§ EXERCISE DIRECTIONS: Beneath this instruction is a block of data; output from it exactly the lines that run from the one containing "spot the city skyline." through the one containing "spot the palm tree.", inclusive.

§ RECORD SET:
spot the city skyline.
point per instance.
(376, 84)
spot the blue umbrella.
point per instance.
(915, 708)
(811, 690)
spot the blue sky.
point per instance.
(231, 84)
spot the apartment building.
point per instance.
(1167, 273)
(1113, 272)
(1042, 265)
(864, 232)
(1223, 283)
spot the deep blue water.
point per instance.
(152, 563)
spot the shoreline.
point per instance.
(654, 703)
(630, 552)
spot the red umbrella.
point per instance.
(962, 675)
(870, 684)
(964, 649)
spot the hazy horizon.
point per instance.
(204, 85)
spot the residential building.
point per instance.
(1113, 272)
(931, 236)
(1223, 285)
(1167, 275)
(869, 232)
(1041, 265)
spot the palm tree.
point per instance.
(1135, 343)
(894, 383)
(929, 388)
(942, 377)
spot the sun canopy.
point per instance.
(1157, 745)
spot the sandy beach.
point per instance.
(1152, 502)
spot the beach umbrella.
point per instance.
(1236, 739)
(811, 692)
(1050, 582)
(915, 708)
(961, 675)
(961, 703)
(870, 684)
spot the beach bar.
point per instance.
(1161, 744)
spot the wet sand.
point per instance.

* * *

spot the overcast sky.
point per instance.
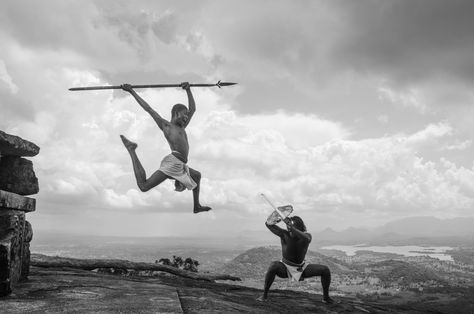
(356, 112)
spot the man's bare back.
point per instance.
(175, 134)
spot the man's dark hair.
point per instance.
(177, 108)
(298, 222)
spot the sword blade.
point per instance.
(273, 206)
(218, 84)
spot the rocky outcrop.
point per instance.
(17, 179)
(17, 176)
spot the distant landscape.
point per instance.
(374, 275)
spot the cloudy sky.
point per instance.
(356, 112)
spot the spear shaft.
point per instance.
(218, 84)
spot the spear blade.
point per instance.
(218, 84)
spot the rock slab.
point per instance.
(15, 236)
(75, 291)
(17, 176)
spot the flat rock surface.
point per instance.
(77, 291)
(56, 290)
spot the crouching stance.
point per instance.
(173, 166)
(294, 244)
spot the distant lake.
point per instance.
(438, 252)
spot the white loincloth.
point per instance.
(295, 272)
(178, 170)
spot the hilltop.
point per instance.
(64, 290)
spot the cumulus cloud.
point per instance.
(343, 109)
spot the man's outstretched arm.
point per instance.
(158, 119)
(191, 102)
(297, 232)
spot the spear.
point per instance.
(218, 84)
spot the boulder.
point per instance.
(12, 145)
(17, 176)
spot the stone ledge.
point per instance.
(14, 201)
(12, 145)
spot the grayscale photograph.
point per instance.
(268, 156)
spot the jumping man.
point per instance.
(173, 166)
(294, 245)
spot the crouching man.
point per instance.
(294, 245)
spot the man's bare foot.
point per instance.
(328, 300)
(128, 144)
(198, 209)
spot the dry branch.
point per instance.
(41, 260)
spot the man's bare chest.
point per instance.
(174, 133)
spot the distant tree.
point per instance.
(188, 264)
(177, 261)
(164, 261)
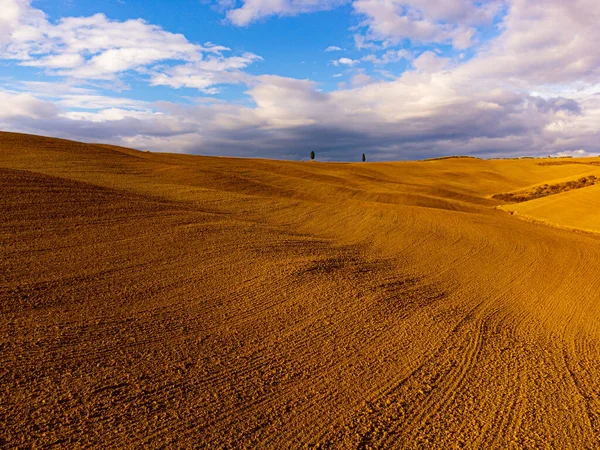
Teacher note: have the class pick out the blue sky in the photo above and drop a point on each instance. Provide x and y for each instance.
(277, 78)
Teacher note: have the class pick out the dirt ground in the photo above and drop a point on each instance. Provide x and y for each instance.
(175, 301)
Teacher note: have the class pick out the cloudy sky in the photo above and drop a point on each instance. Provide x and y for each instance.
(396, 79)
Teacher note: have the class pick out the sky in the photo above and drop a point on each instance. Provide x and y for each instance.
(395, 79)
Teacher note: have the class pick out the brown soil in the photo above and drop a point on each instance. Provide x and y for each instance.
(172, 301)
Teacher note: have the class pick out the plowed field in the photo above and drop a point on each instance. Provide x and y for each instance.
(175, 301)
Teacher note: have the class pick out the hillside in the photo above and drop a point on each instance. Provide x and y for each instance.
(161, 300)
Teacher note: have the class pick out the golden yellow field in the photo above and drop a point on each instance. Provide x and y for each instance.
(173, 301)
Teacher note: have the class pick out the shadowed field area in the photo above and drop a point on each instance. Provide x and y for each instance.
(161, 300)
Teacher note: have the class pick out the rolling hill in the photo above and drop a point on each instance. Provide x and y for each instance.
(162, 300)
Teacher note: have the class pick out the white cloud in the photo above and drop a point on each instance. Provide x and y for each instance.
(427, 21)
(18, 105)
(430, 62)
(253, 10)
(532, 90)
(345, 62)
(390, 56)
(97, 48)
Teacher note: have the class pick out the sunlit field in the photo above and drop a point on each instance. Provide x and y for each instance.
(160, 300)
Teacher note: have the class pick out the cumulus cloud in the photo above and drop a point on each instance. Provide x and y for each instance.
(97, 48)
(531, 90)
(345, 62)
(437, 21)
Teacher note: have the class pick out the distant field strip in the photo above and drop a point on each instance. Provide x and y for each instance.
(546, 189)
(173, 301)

* * *

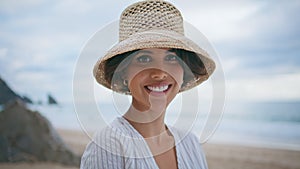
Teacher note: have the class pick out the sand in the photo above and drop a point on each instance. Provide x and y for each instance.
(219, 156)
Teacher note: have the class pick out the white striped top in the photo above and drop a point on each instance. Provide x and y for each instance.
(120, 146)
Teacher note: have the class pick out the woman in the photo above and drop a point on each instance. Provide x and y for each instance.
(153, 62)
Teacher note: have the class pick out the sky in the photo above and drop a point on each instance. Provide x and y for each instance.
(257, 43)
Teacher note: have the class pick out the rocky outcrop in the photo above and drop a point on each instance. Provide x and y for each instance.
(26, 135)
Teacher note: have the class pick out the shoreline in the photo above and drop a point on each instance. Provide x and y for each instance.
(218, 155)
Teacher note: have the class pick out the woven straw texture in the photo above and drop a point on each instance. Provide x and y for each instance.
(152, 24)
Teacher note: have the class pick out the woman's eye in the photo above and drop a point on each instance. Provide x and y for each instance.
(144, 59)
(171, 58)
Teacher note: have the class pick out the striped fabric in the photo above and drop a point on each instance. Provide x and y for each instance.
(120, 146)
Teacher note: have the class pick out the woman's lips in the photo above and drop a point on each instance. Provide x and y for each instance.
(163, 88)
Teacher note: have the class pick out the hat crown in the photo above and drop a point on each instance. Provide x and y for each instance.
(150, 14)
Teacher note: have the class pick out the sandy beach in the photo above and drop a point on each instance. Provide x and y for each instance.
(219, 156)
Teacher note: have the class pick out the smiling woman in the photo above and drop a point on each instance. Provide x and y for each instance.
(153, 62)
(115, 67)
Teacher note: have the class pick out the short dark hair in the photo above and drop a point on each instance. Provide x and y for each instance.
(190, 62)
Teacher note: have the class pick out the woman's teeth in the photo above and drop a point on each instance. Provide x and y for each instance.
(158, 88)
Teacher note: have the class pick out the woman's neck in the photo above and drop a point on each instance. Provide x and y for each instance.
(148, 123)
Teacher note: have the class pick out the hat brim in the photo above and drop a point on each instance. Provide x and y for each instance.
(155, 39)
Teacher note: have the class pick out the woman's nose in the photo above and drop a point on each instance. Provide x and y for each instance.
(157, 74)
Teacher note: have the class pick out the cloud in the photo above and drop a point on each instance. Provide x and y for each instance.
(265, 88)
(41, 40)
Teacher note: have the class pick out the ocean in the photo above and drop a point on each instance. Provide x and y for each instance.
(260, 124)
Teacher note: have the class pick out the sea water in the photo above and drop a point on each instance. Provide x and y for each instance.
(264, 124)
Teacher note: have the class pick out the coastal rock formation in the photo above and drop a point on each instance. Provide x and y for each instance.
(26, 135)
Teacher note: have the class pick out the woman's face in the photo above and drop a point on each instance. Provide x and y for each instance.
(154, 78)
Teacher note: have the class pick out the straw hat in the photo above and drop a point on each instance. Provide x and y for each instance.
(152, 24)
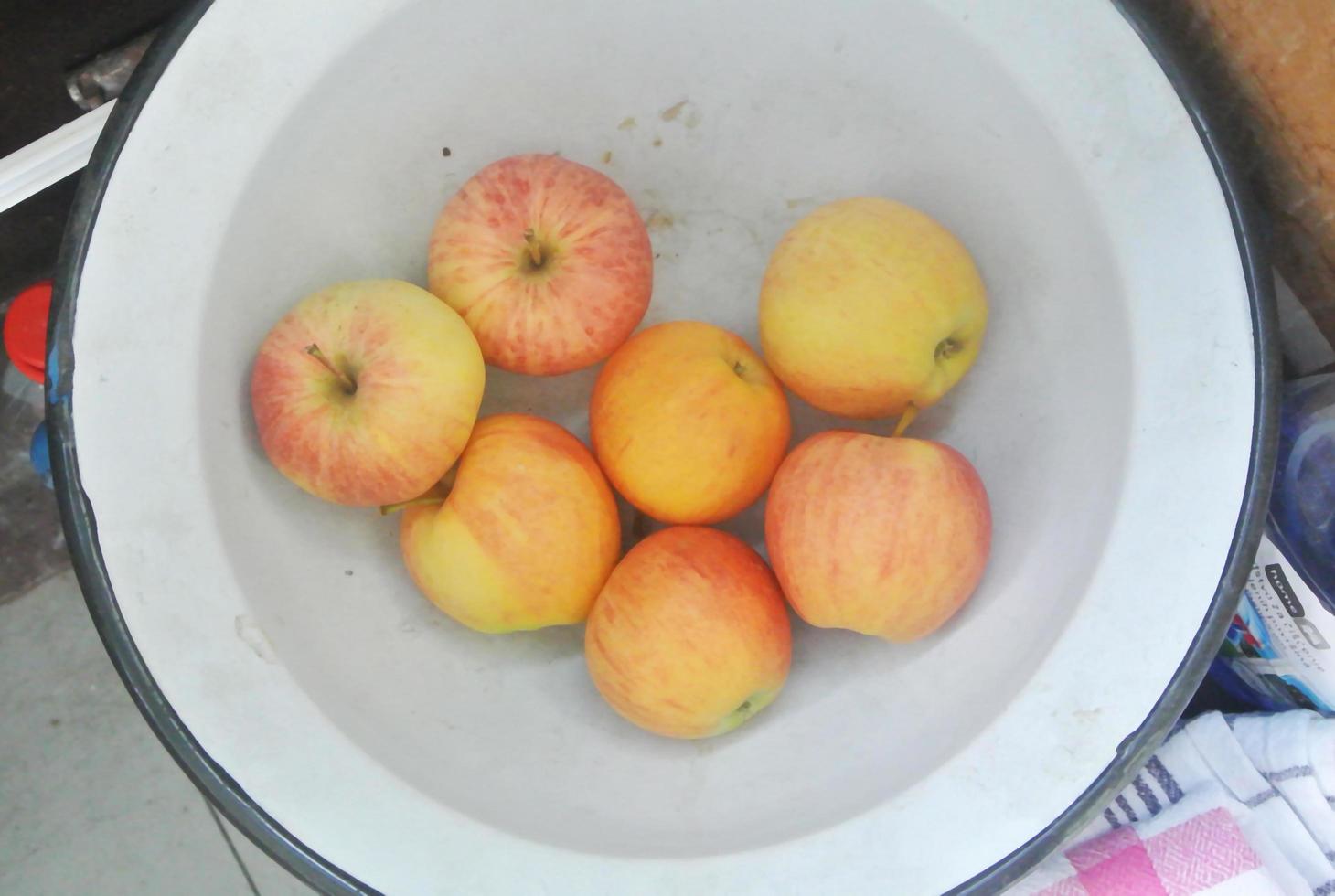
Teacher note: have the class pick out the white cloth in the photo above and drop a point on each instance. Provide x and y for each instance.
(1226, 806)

§ RESPONSE TO THE EXERCISE:
spot the city skyline.
point per instance.
(376, 84)
spot the blue umbrella.
point per instance.
(915, 708)
(811, 690)
spot the blue sky.
point per instance.
(231, 84)
spot the apartment building.
point per instance.
(1167, 273)
(1113, 272)
(1042, 265)
(864, 232)
(1223, 283)
spot the deep blue water.
point per instance.
(152, 563)
spot the shoreline.
point per instance.
(654, 703)
(630, 552)
spot the red umbrella.
point per instance.
(962, 675)
(870, 684)
(964, 649)
spot the hazy horizon.
point per instance.
(204, 85)
spot the residential building.
point per instance.
(1113, 272)
(931, 236)
(1223, 285)
(1167, 275)
(869, 232)
(1041, 265)
spot the palm tree.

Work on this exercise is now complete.